Passage below:
Barangay in Parañaque, Metro Manila, Philippines

Vitalez, officially Barangay Vitalez, is an urban barangay located in the first district of Parañaque, Philippines. Located near Ninoy Aquino International Airport, it is the smallest barangay in the city. As of the 2024 census, the population was 5,477. The barangay was created on April 3, 1978.

== Etymology ==
According to an October 2020 infographic by Marvin Lopez, shared by the Parañaque City Public Library, Vitalez was named after the Vitalez Compound, which the barangay encompasses. In the case Office of the City Mayor of Parañaque City, et al. v. Mario D. Ebio, et al. (G.R. No. 178411), it was claimed that a 406 m2 parcel of land in the compound was originally owned by Jose Vitalez.

== History ==
The land where Vitalez is situated today was once part of Nichols Field, a United States military airfield located south of Manila. In 1957, the then-barrio of Tambo in Parañaque acquired that land, while majority of the airfield was transferred to Pasay, and made it a sitio called Buli. Vitalez was created as an independent barangay on April 3, 1978, after then-President Ferdinand Marcos signed Presidential Decree No. 1327, detaching the Airlane Village, Baltao, Gat Mendoza, Jetlane Village, and Vitalez subdivisions from Tambo.
End of Passage.
Data supplied below:
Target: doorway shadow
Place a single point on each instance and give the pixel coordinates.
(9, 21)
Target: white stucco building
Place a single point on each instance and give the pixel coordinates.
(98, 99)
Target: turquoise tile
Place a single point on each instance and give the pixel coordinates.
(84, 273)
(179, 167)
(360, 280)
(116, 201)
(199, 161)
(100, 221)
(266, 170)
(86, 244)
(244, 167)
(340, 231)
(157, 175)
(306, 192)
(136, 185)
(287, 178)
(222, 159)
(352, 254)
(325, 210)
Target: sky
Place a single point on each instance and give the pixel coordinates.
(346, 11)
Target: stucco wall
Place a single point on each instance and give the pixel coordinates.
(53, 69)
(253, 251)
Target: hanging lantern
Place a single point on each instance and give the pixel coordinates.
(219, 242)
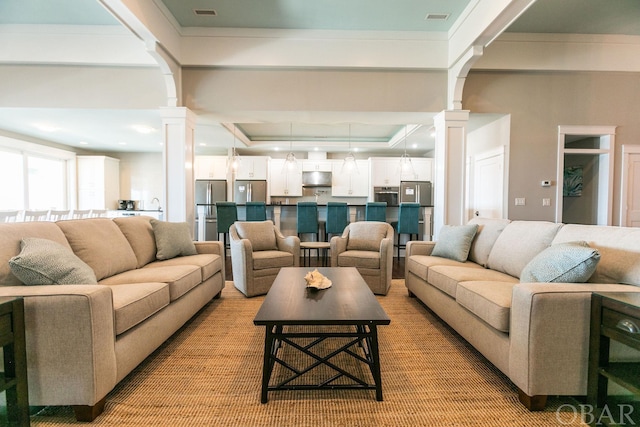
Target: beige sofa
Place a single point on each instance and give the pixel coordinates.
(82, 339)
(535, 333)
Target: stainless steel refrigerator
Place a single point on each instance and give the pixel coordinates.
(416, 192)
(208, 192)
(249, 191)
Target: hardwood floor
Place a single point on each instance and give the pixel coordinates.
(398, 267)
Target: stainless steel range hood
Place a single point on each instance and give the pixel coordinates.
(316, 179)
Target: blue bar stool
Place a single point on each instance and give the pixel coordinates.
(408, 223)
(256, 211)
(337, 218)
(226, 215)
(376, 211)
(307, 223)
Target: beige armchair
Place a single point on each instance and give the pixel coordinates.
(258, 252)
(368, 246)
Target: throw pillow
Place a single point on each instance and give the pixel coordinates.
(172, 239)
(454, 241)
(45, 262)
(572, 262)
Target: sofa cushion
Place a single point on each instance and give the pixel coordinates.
End of Data supplied.
Data supplied below:
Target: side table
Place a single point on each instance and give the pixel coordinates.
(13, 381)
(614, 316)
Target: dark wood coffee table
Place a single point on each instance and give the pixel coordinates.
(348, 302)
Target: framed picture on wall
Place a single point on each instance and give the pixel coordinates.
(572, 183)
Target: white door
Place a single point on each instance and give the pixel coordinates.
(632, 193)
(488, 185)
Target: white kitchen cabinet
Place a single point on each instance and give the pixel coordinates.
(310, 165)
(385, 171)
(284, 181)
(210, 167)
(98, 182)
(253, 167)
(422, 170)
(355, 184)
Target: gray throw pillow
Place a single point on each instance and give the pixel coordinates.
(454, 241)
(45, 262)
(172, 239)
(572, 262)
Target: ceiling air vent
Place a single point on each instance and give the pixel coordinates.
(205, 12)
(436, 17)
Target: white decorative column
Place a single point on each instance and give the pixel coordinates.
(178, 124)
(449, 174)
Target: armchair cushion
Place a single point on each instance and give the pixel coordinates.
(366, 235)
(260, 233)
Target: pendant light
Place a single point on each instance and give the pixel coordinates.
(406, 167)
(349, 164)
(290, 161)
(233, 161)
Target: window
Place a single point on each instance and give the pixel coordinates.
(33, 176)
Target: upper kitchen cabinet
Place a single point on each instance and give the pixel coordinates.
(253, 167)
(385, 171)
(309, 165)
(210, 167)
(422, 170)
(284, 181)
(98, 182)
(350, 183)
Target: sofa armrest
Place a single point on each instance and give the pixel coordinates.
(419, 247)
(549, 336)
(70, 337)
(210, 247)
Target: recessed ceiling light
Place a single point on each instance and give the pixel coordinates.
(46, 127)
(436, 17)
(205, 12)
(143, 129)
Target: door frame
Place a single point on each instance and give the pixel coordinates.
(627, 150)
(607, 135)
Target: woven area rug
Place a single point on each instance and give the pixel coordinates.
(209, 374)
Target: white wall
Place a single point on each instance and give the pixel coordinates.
End of Data supplied.
Data supplied below:
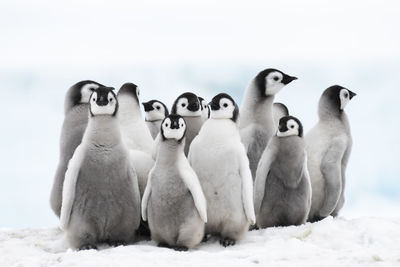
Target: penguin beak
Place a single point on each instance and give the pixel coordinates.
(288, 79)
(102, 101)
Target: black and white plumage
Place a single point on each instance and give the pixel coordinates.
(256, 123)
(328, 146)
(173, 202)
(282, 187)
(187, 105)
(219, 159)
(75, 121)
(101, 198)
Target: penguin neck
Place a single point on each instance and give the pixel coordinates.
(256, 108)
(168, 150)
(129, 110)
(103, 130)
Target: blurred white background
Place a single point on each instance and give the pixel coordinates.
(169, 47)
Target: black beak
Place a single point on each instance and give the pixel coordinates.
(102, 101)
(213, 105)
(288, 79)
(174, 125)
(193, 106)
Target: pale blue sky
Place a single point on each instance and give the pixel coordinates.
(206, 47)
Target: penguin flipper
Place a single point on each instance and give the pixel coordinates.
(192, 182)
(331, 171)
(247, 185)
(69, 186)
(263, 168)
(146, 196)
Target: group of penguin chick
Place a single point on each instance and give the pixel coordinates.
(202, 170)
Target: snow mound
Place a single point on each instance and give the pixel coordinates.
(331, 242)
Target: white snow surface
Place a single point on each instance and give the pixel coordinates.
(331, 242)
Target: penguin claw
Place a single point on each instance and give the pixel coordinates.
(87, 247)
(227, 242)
End of Data supplied.
Work to complete.
**a.** Extract from the Vitalez passage the text between "Barangay in Parañaque, Metro" and "by Jose Vitalez.", inclusive.
**b.** Extend the passage about the barangay of Vitalez, picking up after its final sentence.

Expected responses.
**a.**
Barangay in Parañaque, Metro Manila, Philippines

Vitalez, officially Barangay Vitalez, is an urban barangay located in the first district of Parañaque, Philippines. Located near Ninoy Aquino International Airport, it is the smallest barangay in the city. As of the 2024 census, the population was 5,477. The barangay was created on April 3, 1978.

== Etymology ==
According to an October 2020 infographic by Marvin Lopez, shared by the Parañaque City Public Library, Vitalez was named after the Vitalez Compound, which the barangay encompasses. In the case Office of the City Mayor of Parañaque City, et al. v. Mario D. Ebio, et al. (G.R. No. 178411), it was claimed that a 406 m2 parcel of land in the compound was originally owned by Jose Vitalez.

**b.**
== Geography ==
Vitalez is the smallest barangay in Parañaque, with its land area totaling 21.52 ha. The barangay is bordered to the west, north, and east by Barangays 196, 197, and 198 in Pasay, separated by Cut-Cut Creek, and to the south by Barangay Santo Niño in Parañaque.

== Demographics ==

As of the 2024 Philippine census, there were 5,477 residents living in Vitalez.

== Government==
Rogelio Gatchalian became barangay captain (kapitan ng barangay) of Vitalez in 1994 and was reelected in 1997. He was succeeded by his wife Teresita in 2002. Alexander Alvarez won the position during the barangay elections in 2013, and again in 2018 and 2023. As the incumbent barangay captain, Alvarez is assisted by current barangay councilors (barangay kagawad) Daniel Abad, Lambert Feliciano, Misa Ralston, Ado Canlas, Divina Fajarillo, Allan Gonzales, and Rommel Dauigoy. Jonika Angel Quilpio is the current chairperson of the Sangguniang Kabataan.

== Education ==
One public elementary school can be found in Vitalez: Rogelio G. Gatchalian Elementary School. The school began operations in June 2002 as Vitalez Elementary School and was renamed in August 2003 in honor of the late namesake barangay captain. As of 2017, the barangay has one day care center with one day care worker serving 92 children.

== Landmarks ==
The Manila Airport Hotel is situated at Airlane Village in Vitalez, within the Ninoy Aquino International Airport Terminal 1 complex. Cargohaus, a service provider of bonded warehouse and logistics, has a building inside the barangay. It houses offices for businesses such as the logistics companies Air21 and U-Freight.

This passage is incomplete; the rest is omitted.